▶ **제공된 항목**
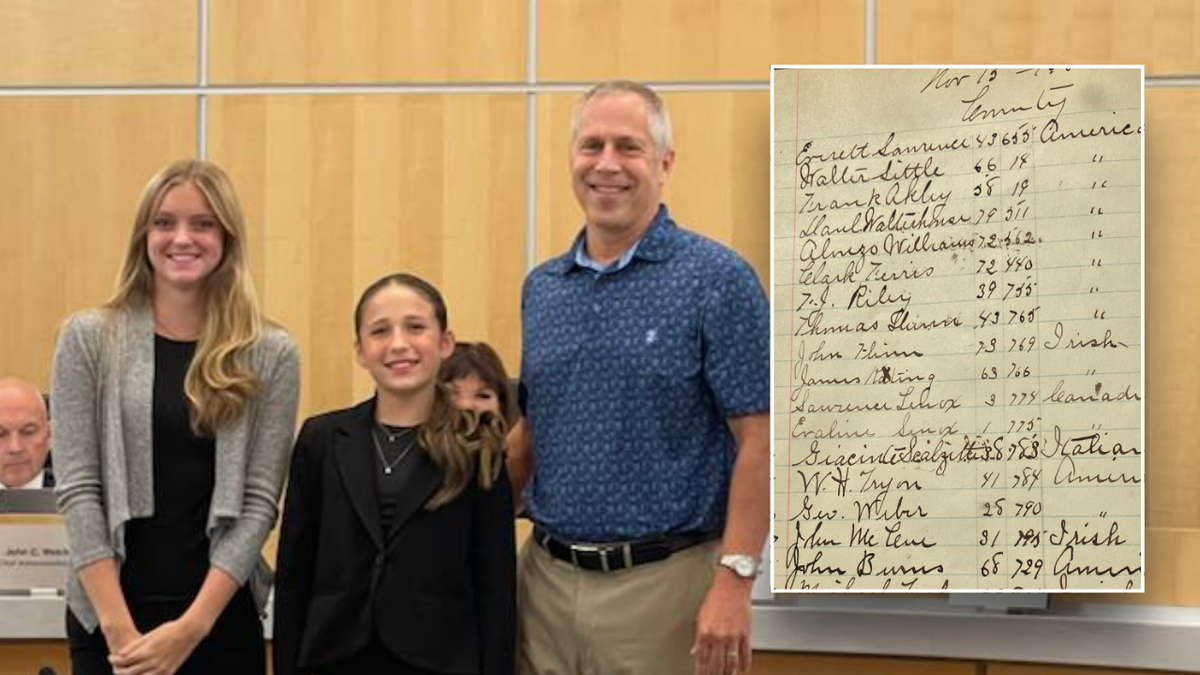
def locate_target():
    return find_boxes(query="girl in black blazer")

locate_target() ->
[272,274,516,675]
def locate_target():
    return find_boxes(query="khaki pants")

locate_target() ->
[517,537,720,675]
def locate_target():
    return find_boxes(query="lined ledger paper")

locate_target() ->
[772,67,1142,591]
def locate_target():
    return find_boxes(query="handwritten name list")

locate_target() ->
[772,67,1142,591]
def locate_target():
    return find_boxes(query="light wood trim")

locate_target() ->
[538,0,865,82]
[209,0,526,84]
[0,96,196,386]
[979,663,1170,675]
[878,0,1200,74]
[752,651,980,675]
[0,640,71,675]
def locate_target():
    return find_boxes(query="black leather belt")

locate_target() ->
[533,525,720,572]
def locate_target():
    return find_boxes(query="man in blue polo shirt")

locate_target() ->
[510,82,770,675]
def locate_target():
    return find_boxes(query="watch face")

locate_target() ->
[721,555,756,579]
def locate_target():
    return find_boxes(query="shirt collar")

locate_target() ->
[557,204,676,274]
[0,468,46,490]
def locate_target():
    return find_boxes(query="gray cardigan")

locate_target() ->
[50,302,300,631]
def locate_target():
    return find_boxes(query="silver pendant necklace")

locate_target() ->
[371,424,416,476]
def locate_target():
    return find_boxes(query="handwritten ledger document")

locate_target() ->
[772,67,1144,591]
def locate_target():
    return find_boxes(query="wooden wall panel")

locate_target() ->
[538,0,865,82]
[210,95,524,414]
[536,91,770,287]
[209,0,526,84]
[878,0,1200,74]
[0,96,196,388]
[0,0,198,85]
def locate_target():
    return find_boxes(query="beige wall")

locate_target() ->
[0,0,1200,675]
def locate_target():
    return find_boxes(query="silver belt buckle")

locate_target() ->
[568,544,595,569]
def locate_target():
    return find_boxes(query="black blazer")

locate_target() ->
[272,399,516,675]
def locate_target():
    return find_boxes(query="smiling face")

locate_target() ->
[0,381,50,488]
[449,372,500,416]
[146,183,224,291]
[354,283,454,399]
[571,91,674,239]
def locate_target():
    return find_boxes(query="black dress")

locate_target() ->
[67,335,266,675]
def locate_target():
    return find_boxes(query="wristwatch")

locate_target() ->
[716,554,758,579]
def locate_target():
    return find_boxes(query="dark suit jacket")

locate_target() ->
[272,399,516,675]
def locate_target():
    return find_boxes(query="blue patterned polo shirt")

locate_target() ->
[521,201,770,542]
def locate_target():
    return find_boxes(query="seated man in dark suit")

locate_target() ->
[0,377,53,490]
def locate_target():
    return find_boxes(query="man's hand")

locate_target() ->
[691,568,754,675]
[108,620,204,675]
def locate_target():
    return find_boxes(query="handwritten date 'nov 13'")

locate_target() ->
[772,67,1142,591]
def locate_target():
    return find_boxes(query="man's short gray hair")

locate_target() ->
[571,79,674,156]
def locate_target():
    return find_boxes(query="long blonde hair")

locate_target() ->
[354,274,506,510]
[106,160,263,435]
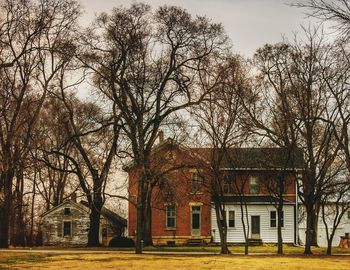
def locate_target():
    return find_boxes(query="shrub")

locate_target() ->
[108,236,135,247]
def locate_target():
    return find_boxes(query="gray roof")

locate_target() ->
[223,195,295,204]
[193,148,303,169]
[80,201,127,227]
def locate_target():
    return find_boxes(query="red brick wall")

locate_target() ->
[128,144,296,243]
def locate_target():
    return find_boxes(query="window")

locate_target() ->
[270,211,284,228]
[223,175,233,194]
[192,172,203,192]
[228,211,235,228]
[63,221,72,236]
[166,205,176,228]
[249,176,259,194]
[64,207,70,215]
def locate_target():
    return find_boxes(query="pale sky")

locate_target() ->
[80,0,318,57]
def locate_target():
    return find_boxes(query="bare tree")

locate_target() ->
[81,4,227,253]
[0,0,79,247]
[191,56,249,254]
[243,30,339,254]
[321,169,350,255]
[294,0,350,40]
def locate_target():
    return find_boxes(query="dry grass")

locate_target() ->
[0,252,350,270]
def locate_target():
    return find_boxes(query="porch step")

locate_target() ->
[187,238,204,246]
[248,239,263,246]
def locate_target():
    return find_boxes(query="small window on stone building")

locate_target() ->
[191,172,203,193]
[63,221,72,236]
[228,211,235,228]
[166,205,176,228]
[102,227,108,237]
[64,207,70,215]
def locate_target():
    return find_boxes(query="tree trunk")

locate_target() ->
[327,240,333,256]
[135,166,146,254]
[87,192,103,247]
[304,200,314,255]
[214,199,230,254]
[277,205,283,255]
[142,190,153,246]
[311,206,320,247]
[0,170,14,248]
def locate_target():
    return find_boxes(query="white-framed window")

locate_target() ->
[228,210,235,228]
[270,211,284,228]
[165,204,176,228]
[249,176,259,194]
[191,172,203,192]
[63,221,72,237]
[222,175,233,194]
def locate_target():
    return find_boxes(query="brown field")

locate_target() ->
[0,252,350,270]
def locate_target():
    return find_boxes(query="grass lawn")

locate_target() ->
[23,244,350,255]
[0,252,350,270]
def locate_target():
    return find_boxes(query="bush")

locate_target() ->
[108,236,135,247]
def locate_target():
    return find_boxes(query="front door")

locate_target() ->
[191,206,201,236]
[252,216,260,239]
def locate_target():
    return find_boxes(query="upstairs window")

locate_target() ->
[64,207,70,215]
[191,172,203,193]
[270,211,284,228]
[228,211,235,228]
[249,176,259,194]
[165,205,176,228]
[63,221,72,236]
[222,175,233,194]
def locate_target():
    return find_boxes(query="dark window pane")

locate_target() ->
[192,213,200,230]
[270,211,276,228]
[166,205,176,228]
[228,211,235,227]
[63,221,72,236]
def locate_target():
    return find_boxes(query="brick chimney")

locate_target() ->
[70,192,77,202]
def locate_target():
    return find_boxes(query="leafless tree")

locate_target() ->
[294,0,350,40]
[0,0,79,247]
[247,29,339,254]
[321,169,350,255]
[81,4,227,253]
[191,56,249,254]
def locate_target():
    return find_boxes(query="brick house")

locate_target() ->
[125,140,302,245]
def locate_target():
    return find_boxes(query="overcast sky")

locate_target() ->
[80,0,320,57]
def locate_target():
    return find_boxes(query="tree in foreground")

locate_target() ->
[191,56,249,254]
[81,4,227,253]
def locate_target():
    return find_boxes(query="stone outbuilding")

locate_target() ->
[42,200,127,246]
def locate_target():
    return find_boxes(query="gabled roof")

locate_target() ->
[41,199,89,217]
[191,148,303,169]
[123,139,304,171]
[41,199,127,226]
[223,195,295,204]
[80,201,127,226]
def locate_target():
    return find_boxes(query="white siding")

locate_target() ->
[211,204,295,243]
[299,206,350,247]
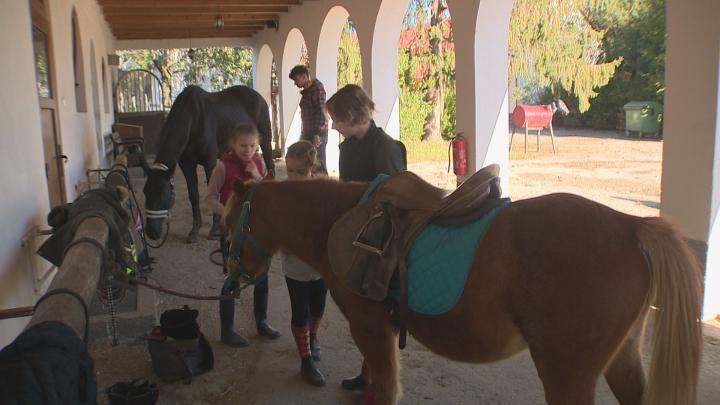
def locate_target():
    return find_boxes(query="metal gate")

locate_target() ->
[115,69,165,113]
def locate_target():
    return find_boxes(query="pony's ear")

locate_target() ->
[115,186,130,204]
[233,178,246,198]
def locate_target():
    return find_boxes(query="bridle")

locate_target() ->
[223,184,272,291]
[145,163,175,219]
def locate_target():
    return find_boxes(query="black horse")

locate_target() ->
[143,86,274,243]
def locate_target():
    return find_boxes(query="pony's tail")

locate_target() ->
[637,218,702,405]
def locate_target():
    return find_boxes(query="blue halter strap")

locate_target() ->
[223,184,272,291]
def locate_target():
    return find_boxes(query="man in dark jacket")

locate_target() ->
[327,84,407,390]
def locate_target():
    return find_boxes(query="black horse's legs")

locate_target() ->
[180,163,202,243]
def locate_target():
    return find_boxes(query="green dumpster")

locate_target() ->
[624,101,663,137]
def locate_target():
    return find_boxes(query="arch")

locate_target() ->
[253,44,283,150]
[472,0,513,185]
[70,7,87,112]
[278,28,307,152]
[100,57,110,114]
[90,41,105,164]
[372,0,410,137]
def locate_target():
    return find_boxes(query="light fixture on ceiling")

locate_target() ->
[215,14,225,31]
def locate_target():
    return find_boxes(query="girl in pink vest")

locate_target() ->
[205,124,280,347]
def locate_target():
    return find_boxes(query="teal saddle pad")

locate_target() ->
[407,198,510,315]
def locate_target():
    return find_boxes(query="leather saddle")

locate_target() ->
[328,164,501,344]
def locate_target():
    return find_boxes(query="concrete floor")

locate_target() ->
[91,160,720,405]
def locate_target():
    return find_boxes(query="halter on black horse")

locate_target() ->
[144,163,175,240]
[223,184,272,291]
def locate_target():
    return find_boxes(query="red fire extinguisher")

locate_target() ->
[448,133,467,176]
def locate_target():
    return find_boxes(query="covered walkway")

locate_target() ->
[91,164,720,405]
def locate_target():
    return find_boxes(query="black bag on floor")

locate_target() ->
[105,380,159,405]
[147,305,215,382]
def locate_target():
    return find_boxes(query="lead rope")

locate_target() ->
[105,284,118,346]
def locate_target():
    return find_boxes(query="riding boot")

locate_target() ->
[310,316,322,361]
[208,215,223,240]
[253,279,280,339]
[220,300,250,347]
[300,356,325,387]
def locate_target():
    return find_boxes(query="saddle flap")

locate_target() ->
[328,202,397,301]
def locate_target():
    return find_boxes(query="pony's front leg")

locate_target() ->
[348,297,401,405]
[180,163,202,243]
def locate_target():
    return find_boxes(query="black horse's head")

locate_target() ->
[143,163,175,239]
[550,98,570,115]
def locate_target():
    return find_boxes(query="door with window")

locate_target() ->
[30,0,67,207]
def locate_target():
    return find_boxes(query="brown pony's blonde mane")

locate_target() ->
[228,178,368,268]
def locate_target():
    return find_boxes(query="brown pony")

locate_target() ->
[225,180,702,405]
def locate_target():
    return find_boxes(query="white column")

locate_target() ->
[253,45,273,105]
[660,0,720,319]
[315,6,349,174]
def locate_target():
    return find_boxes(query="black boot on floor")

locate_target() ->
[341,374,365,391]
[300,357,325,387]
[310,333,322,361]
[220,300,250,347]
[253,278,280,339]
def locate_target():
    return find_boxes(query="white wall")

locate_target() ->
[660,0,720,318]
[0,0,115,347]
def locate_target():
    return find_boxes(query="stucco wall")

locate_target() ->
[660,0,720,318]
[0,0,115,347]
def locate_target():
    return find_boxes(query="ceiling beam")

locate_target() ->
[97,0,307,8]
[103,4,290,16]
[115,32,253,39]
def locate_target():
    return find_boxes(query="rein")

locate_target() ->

▶ **문제 설명**
항목의 맨 첫 줄부터 "[510,82,770,675]"가 들어 있는 줄까지 그 줄을 포함해 한 글자도 바꾸지 말고 다시 적으세요. 그림은 답에 넣지 마세요.

▶ **연습 답안**
def locate_target():
    return find_boxes(query="girl in black blazer")

locate_target() ->
[272,274,516,675]
def locate_target():
    return find_boxes(query="khaki pants")

locate_target() ->
[517,537,720,675]
def locate_target():
    return find_boxes(query="lined ledger paper")

locate_target() ->
[772,67,1142,591]
def locate_target():
    return find_boxes(query="handwritten name list")

locate_target() ->
[772,67,1142,591]
def locate_target():
    return find_boxes(query="light wood trim")

locate_target() ->
[538,0,865,82]
[209,0,526,84]
[0,96,196,386]
[979,663,1170,675]
[878,0,1200,74]
[752,651,980,675]
[0,640,71,675]
def locate_target():
    return find_boxes(query="black leather belt")

locate_target() ->
[533,525,720,572]
def locate_target():
    return find_boxes(query="man in blue polo shirt")

locate_target() ->
[510,82,770,675]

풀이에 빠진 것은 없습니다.